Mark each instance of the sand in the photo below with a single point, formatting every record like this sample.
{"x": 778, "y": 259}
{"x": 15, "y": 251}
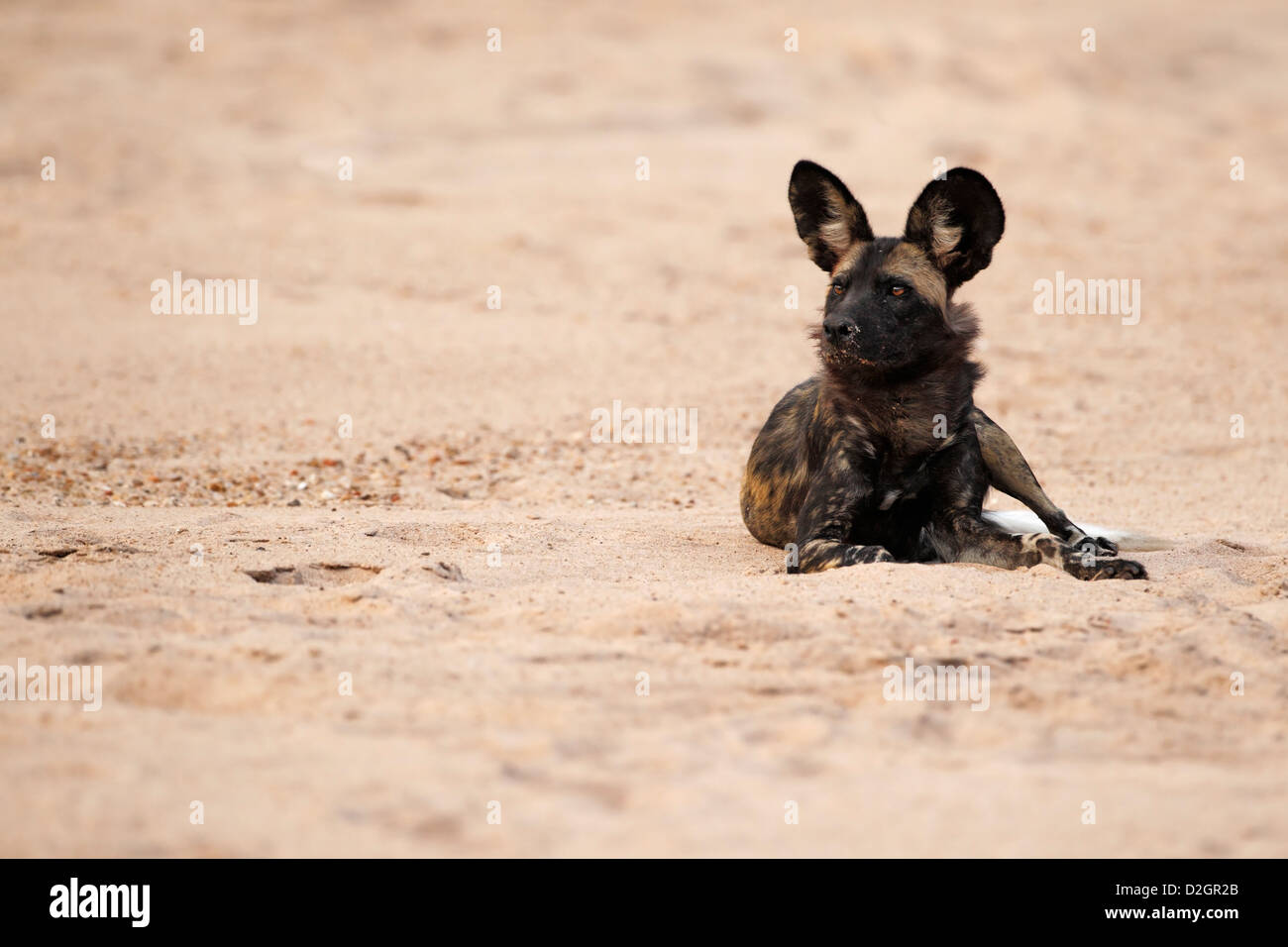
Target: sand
{"x": 489, "y": 578}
....
Copy the lines above word for word, leaving out the picture.

▸ THE RESPONSE
Mark each instance of the sand in the photo below with a single point, formatting every record like this sample.
{"x": 778, "y": 259}
{"x": 15, "y": 251}
Target: sand
{"x": 489, "y": 578}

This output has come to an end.